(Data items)
——————

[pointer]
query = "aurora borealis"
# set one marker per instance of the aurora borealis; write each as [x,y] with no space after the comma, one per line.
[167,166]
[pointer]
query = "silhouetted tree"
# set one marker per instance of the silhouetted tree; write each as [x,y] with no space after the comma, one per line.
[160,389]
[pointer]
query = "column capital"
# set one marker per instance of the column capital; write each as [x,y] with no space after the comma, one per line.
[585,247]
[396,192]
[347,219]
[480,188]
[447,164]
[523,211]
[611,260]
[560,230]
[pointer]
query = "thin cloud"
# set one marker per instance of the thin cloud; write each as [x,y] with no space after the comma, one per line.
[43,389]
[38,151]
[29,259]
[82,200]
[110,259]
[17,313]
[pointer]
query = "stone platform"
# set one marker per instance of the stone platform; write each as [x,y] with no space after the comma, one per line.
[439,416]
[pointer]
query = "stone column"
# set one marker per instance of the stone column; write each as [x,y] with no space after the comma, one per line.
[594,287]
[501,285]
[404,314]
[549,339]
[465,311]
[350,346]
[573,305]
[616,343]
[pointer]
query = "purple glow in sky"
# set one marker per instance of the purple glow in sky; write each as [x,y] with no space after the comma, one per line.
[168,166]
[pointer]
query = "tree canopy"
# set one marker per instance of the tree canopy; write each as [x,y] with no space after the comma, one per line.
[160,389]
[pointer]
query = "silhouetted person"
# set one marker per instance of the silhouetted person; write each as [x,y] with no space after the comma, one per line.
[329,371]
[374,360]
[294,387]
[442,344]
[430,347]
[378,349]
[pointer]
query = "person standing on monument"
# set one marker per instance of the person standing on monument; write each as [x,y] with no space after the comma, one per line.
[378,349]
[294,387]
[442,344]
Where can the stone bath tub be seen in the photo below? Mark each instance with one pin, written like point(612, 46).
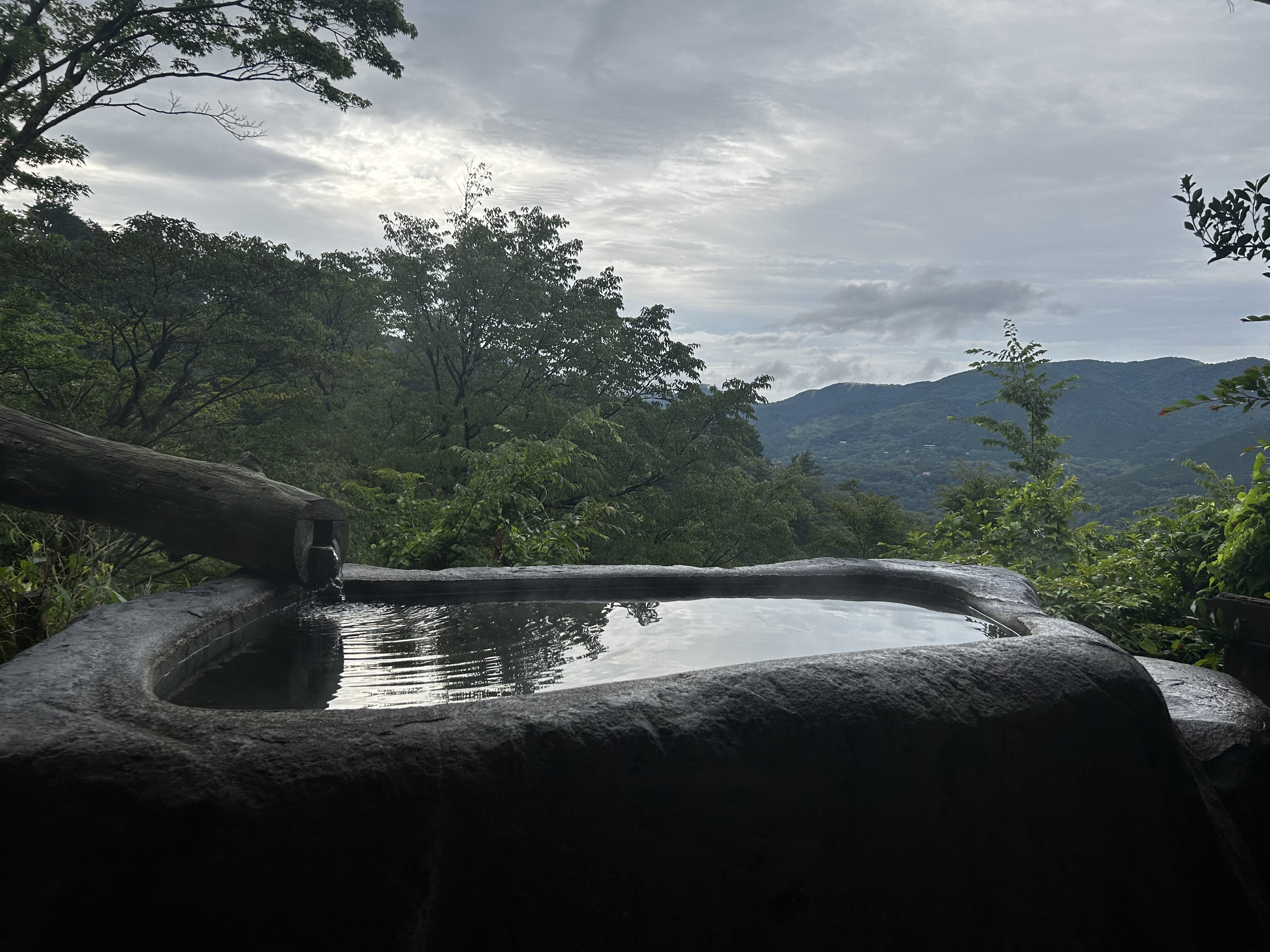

——————

WHAT YOU NEED TO DO
Pick out and copy each line in the records above that contains the string "aurora". Letter case counts.

EXERCISE RESPONSE
query = "aurora borealis"
# set one marker per instance of the aurora borealis; write each as [x,y] with no space after the comma, one per line.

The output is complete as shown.